Your objective: Begin at the line that contains "Goal: identify fallen" and repeat every line from there to the end of the records below, inclusive, without adding any other line.

Dataset:

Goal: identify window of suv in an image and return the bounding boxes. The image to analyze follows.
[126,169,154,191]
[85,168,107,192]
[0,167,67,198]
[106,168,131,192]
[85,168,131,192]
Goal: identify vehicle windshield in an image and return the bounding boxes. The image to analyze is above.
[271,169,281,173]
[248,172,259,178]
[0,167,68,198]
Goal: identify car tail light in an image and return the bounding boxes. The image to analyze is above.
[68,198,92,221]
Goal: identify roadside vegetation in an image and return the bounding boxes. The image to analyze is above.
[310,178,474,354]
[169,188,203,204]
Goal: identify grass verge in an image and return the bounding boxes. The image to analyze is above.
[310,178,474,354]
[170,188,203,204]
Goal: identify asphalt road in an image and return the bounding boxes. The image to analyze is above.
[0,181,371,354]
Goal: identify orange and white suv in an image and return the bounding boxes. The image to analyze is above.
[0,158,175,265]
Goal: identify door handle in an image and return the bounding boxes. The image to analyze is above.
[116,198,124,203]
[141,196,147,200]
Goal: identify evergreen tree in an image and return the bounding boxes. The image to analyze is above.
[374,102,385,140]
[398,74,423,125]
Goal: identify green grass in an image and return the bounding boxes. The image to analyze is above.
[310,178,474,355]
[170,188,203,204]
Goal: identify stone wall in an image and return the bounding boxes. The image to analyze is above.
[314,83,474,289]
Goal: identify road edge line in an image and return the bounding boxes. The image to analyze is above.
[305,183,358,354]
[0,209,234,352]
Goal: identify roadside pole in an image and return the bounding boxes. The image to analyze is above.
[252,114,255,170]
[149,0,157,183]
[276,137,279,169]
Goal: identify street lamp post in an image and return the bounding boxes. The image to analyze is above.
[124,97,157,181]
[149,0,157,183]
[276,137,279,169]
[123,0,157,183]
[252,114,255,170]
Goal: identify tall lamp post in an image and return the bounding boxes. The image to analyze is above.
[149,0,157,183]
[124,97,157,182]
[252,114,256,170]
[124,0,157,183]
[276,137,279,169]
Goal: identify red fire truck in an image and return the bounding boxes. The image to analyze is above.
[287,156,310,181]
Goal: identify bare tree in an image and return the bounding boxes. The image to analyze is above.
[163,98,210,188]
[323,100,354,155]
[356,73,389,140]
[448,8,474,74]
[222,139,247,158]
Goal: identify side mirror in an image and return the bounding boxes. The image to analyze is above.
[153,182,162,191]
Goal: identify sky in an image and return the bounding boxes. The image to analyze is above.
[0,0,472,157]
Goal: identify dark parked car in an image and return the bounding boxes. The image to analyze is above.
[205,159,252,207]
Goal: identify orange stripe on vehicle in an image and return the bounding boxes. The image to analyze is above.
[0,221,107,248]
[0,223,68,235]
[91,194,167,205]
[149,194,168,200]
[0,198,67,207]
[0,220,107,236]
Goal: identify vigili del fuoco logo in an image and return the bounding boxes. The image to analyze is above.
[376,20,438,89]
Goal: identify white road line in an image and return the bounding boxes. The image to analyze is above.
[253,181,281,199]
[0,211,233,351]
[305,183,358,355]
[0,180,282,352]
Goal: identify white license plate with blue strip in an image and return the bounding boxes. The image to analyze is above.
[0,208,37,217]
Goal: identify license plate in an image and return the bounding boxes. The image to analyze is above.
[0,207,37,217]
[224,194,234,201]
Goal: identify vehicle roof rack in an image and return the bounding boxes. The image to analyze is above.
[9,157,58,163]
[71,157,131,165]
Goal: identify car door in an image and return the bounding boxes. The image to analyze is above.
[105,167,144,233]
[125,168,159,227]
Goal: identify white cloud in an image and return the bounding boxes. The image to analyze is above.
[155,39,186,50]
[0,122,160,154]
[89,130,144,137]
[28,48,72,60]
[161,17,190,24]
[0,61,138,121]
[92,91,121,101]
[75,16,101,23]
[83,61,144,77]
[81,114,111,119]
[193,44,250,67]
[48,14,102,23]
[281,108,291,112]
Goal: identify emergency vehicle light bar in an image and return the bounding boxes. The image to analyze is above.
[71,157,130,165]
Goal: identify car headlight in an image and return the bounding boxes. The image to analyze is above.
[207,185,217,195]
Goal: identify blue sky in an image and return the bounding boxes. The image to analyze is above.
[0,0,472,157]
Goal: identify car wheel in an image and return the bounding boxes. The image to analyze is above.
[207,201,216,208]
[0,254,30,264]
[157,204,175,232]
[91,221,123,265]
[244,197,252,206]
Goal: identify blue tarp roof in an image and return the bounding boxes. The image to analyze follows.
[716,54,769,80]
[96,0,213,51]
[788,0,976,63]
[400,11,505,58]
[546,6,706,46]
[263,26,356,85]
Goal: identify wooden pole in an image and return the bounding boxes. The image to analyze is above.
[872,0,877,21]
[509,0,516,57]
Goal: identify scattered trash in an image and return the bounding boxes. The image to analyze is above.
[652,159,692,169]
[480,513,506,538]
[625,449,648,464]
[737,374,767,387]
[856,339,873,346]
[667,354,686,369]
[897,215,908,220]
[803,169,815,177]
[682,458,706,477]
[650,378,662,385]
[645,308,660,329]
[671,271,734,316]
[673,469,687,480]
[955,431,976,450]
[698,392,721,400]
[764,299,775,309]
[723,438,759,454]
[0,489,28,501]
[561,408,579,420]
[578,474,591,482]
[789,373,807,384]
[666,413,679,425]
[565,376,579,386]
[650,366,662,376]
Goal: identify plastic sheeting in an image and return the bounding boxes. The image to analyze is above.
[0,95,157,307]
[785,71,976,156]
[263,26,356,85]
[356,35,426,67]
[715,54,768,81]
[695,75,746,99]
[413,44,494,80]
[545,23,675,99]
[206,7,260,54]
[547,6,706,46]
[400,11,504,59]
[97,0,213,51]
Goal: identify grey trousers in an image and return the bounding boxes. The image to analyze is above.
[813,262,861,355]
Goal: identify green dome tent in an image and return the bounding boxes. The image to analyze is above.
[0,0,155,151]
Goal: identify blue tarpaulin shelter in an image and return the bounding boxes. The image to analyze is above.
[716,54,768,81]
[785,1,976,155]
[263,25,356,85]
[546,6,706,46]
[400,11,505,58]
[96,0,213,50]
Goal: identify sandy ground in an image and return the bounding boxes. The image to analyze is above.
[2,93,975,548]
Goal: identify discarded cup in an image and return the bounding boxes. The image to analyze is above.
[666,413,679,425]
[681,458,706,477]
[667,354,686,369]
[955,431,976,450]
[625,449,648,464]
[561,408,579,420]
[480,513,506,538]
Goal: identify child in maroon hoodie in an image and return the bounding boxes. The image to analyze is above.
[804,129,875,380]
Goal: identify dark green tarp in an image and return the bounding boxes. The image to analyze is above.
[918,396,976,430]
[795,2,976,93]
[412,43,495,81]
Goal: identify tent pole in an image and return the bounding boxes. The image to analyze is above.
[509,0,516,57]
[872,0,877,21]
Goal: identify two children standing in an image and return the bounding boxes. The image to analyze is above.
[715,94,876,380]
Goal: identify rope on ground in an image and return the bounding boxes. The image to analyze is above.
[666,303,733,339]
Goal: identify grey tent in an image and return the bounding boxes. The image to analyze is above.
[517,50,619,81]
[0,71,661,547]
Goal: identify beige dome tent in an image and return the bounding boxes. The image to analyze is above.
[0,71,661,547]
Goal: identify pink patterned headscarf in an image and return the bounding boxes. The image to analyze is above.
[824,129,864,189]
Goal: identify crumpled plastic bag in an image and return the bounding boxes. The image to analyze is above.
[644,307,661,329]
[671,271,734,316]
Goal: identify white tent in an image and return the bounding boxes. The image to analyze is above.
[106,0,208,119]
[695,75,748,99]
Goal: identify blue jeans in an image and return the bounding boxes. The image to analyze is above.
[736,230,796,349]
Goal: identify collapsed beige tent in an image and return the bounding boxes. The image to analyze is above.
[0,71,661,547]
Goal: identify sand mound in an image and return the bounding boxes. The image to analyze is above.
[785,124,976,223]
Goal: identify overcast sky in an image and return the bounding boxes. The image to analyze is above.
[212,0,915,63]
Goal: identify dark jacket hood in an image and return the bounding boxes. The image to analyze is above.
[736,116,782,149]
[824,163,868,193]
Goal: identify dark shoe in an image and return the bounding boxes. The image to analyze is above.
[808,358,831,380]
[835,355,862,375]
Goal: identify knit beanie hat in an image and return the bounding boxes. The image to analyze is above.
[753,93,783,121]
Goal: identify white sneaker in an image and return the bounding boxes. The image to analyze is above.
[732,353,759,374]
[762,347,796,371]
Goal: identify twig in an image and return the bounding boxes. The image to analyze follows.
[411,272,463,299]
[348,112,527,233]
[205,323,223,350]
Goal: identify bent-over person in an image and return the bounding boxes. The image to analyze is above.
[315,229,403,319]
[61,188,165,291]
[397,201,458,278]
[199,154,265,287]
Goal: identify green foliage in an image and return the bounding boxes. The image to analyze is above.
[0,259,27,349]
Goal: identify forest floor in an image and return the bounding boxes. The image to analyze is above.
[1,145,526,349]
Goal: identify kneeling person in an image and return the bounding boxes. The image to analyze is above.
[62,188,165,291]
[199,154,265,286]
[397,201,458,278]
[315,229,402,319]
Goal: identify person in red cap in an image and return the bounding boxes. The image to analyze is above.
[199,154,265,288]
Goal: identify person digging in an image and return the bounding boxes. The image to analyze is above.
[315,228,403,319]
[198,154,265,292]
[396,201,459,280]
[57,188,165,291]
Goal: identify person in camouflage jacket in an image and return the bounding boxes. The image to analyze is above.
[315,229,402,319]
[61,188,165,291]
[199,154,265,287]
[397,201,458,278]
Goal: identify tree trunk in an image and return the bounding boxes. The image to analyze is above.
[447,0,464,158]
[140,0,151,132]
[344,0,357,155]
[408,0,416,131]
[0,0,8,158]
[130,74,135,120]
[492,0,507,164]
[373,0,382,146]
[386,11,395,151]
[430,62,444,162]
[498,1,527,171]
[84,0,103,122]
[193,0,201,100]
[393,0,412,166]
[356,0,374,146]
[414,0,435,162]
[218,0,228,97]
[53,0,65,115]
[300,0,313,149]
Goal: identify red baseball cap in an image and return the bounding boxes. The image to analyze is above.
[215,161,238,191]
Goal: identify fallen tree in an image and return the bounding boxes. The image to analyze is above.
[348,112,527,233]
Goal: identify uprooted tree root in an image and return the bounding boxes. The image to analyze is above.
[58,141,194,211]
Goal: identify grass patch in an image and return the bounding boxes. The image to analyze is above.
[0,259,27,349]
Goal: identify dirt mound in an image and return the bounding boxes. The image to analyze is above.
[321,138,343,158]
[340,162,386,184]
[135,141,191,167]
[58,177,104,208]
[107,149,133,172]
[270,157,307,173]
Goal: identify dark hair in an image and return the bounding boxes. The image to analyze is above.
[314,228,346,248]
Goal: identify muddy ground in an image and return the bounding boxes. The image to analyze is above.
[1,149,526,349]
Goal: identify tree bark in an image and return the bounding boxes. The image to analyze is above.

Your solution:
Goal: identify fallen tree in an image and return the bounding boxes. The image to analyze is above.
[348,112,527,233]
Goal: identify uprooted tree root in an image and return the bounding boxes. The image to analyze is above.
[58,141,194,211]
Goal: identify grass patch in an image and return the bounding boxes. The image to analyze is above.
[0,259,27,349]
Goal: identify dirt mound in an image and return the bounding boxes. The image to analyze is above.
[321,138,343,158]
[340,162,386,184]
[135,141,191,167]
[58,177,104,208]
[107,149,133,172]
[270,157,307,173]
Goal: identify dark hair in an image and return the bounding boxes. The image to analyze is above.
[314,228,346,248]
Goal: identify muddy ground in an image and return the bounding boxes. The image to analyze is above.
[1,149,526,349]
Goal: identify tree bark in an image and return the bounding boxes. The image to analyze is above.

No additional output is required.